### Written request
Rewrite the items below, replacing each "Match-analytics pass" with "Scene-labeling pass" and leaving everything else unchanged.

### Extracted records
################
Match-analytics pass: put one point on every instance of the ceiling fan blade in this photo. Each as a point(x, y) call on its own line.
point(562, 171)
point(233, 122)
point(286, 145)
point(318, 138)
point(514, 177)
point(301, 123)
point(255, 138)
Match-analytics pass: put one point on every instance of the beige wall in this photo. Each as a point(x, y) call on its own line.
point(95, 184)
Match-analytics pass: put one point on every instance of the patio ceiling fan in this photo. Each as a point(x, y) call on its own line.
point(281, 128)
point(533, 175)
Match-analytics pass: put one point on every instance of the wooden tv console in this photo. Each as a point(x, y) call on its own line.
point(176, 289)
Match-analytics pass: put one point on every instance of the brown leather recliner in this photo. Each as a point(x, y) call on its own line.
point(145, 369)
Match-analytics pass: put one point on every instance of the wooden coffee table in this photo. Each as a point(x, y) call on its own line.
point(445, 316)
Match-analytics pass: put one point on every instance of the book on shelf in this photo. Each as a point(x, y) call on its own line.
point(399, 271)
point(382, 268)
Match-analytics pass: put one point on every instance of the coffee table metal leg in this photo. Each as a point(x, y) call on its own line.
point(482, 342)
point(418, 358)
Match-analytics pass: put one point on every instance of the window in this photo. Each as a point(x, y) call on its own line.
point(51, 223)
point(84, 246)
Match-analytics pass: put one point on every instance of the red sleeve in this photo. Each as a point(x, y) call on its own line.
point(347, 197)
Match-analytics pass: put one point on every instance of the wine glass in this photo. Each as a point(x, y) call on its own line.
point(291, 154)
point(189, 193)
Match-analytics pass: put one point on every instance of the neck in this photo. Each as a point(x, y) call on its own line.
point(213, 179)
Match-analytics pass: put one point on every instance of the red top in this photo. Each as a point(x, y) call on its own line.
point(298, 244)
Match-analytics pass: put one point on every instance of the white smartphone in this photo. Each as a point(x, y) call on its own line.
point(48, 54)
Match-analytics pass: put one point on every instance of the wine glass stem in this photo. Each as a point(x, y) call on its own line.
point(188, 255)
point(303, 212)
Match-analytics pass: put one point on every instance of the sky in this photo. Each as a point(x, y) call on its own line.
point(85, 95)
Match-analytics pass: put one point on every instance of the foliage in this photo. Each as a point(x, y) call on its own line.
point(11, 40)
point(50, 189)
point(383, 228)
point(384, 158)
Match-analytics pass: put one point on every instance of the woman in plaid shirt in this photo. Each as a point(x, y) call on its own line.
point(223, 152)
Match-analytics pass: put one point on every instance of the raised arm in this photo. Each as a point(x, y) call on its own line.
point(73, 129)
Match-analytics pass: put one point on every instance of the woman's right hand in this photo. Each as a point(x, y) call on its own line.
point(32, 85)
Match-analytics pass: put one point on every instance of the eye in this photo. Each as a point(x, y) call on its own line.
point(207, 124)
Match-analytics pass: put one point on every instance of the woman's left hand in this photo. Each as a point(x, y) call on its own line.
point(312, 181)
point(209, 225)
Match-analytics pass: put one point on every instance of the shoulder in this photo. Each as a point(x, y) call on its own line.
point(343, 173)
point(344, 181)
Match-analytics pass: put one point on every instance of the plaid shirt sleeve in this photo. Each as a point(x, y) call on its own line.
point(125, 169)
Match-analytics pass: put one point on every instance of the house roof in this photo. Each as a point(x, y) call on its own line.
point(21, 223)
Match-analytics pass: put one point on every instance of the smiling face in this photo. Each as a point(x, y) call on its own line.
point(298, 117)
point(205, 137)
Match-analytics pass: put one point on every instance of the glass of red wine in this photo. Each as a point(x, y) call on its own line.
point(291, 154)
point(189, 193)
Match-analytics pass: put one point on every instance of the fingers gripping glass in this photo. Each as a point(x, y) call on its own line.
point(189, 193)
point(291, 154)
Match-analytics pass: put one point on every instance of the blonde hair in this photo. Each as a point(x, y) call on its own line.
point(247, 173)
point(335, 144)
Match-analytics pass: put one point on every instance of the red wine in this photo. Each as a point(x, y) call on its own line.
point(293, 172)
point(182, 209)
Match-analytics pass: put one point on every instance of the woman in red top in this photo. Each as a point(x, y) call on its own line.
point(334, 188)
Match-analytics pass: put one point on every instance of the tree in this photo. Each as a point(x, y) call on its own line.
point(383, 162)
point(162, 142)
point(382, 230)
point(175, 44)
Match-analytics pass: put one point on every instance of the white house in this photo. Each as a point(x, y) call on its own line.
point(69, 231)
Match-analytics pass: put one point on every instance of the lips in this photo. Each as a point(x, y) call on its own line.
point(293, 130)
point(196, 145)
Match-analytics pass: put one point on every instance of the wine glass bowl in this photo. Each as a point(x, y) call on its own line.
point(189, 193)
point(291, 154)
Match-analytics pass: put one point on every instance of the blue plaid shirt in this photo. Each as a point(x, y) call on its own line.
################
### Final result
Scene-labeling pass: put one point on every instance of the ceiling fan blade in this photo. Each as a point(x, y) call on its own line.
point(562, 171)
point(233, 122)
point(286, 145)
point(318, 138)
point(514, 177)
point(301, 123)
point(255, 138)
Scene-labeling pass: put one point on every instance of the beige wall in this photo. Each as a point(x, y) call on its own line.
point(95, 184)
Scene-labeling pass: put one point on every instance of the patio ceiling fan in this photo. Each as a point(x, y) call on its own line.
point(281, 128)
point(533, 175)
Scene-labeling pass: put one point on every instance of the wooden tv console in this photo. Each as a point(x, y) call on its own line.
point(176, 289)
Scene-labeling pass: put one point on every instance of the brown leather recliner in this photo. Each as a point(x, y) call on its own line.
point(145, 369)
Scene-labeling pass: put one point on every instance of the wooden coffee table in this photo. Each as a point(x, y) call on its own line.
point(445, 316)
Scene-labeling pass: put one point on every instance of the book on shelf in this photo. Each as a point(x, y) call on its own line.
point(399, 271)
point(382, 268)
Scene-labeling pass: put one point on every instance of the coffee table metal leg in this photo. Each as a point(x, y) call on its own line.
point(482, 342)
point(418, 358)
Scene-labeling pass: put one point on every instance of the window in this photo. Each as a point(x, y) call on its own line.
point(51, 223)
point(84, 246)
Scene-labeling pass: put one point on every instance of the red sleeve in this photo. Each as a point(x, y) call on its own line.
point(347, 197)
Scene-labeling pass: put one point on every instance of the wine glass in this photo. Each as a point(x, y) call on its own line.
point(291, 154)
point(189, 193)
Scene-labeling pass: put one point on every instance of the neck in this photo. Each as a point(x, y) call on its own line.
point(213, 179)
Scene-labeling pass: put one point on every instance of the red top in this photo. Each as a point(x, y) call on its own line.
point(298, 244)
Scene-labeling pass: put one point on every instance of the white smartphone in this photo. Each as a point(x, y) call on its own line.
point(48, 54)
Scene-labeling pass: put one point on every instance of the wine glass stem in this photo. Each as a point(x, y) call on its own line.
point(188, 255)
point(303, 212)
Scene-labeling pass: put one point on every instance of the sky in this photo. Each as a point(x, y) call on its own line.
point(85, 95)
Scene-labeling pass: put one point on every instance of the foliage in this photo. Each as a point(x, y) call on its own line.
point(11, 40)
point(50, 189)
point(383, 228)
point(384, 158)
Scene-labeling pass: put one point on every instance of the woman in plaid shirt in this photo. Each as a point(x, y) call on its own line.
point(223, 152)
Scene-labeling pass: put one point on every instance of the raised arm in this photo. Each as a point(x, y) call on its own line.
point(73, 129)
Scene-labeling pass: put one point on every instance of the woman's right hand in this photo. Each as a point(x, y) call on its own line.
point(32, 85)
Scene-labeling pass: put one point on every instance of the eye in this photo. Each as a point(x, y) call on its own line.
point(207, 124)
Scene-labeling pass: put one point on every instance of the woman's left hand in this photo. Each as a point(x, y) call on its own line.
point(312, 181)
point(209, 225)
Scene-labeling pass: put one point on every instance of the shoulder in this photo. Each as a point(x, y) call on its own line.
point(343, 173)
point(344, 181)
Scene-labeling pass: put one point on every instance of the plaid shirt sleeve in this photo. Each as a point(x, y) call on its own line.
point(125, 169)
Scene-labeling pass: put one point on every instance of the house roof in this photo. Each as a point(x, y) call on its own line.
point(21, 223)
Scene-labeling pass: put one point on every instance of the smiling face in this photo. Each as a point(x, y) call on its own line.
point(298, 117)
point(205, 137)
Scene-labeling pass: put one point on every instance of the glass of red wine in this photo. Each as a point(x, y) call on its own line.
point(291, 154)
point(189, 193)
Scene-labeling pass: put one point on every instance of the fingers gripping glass in this photo. Each as a point(x, y) call on its own line.
point(189, 193)
point(291, 154)
Scene-labeling pass: put one point on every instance of the blonde hair in this photo. Each as a point(x, y) call on its own line.
point(247, 173)
point(335, 144)
Scene-labeling pass: put one point on every instance of the red wine in this photo. Each as a point(x, y) call on its own line.
point(293, 172)
point(182, 209)
Scene-labeling pass: put one point on every instance of the woman in red top in this photo. Each as a point(x, y) call on its own line.
point(334, 188)
Scene-labeling pass: put one point on every instance of the tree in this photo. Each as a point(x, y) call on its own line.
point(383, 162)
point(162, 142)
point(382, 230)
point(175, 44)
Scene-labeling pass: put one point on every instance of the white house in this photo. Each as a point(x, y) call on its own line.
point(69, 231)
Scene-labeling pass: put one point on every instance of the lips in this photo. Each as a point(x, y) call on its own line.
point(293, 130)
point(196, 145)
Scene-labeling pass: put one point on every instance of the wine glass bowl in this photo. Each as a point(x, y) call on its own line.
point(189, 193)
point(291, 154)
Scene-labeling pass: put one point on every instance of the blue plaid shirt in this photo. Each as a point(x, y) call on its own line.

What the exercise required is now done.